[start RECORDED DATA]

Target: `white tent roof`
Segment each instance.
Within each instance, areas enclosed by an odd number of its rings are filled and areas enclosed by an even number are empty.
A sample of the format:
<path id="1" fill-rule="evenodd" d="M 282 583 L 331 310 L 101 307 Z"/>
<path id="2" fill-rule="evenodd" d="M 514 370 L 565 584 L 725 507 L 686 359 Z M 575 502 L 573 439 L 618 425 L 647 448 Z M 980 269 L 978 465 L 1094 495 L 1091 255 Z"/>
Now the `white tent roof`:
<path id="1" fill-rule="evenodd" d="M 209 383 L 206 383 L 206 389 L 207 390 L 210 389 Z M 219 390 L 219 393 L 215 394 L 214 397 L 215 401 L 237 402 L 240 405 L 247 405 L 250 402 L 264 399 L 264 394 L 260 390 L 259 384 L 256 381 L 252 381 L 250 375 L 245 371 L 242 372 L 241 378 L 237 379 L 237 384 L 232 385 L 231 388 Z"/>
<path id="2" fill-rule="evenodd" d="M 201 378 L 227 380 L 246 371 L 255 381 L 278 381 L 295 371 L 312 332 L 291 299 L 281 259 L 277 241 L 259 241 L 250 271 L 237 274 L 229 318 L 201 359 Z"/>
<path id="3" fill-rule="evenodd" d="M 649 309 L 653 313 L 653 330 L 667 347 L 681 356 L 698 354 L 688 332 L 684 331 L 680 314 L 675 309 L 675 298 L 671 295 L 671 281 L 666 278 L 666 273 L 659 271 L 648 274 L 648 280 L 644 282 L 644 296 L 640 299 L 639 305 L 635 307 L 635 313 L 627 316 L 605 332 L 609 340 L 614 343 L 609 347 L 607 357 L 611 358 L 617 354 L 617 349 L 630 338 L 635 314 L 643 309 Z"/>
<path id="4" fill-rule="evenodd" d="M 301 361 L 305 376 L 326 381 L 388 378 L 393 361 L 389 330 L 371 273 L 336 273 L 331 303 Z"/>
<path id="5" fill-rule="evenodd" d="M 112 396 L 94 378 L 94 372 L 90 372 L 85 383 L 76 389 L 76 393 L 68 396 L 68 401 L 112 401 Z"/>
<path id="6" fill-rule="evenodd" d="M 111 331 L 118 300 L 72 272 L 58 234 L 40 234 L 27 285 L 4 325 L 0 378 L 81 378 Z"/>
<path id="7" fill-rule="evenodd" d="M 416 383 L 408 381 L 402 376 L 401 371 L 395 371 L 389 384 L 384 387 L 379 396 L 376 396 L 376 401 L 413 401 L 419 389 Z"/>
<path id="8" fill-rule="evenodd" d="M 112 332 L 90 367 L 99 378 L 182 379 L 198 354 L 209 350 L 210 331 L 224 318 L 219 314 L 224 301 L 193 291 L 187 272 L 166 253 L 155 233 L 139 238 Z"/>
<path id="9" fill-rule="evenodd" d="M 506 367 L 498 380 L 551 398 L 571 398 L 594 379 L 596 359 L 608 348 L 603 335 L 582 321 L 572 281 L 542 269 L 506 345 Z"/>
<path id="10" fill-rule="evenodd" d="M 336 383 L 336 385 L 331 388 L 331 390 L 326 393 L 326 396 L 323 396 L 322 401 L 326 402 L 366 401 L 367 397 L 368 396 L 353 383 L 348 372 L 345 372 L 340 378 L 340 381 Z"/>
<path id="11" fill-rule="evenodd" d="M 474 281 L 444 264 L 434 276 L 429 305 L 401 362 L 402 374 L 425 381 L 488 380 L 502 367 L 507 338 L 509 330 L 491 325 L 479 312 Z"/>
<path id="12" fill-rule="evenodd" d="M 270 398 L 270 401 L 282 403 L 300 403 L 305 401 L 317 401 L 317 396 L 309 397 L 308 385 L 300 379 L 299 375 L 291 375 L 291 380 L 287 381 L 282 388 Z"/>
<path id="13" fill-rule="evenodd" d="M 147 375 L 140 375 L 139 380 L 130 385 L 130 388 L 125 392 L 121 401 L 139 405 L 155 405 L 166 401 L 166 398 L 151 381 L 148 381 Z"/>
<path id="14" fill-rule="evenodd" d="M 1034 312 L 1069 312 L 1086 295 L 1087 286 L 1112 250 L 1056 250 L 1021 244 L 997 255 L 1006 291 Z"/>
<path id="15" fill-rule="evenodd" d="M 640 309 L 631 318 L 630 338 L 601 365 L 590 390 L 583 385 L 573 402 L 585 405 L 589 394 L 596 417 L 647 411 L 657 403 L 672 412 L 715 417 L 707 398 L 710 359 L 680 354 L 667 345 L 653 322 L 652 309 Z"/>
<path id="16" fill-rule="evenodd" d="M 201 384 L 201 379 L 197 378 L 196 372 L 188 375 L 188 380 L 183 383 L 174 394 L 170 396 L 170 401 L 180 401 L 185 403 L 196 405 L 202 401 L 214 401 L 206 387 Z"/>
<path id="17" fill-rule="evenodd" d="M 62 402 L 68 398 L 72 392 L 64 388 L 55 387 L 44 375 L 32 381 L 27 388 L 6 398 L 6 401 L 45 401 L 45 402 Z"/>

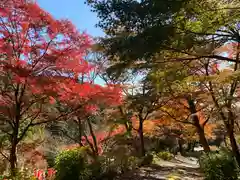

[end RECORDED DATA]

## EXERCISE BRIEF
Locate every line of the records that contains the word "each", treating uppercase and lowercase letters as distinct, and copy those lines in full.

## CORRECT RESPONSE
Segment each instance.
Within each instance, areas enclosed by an odd number of its rings are filled and areas enclosed by an even number are empty.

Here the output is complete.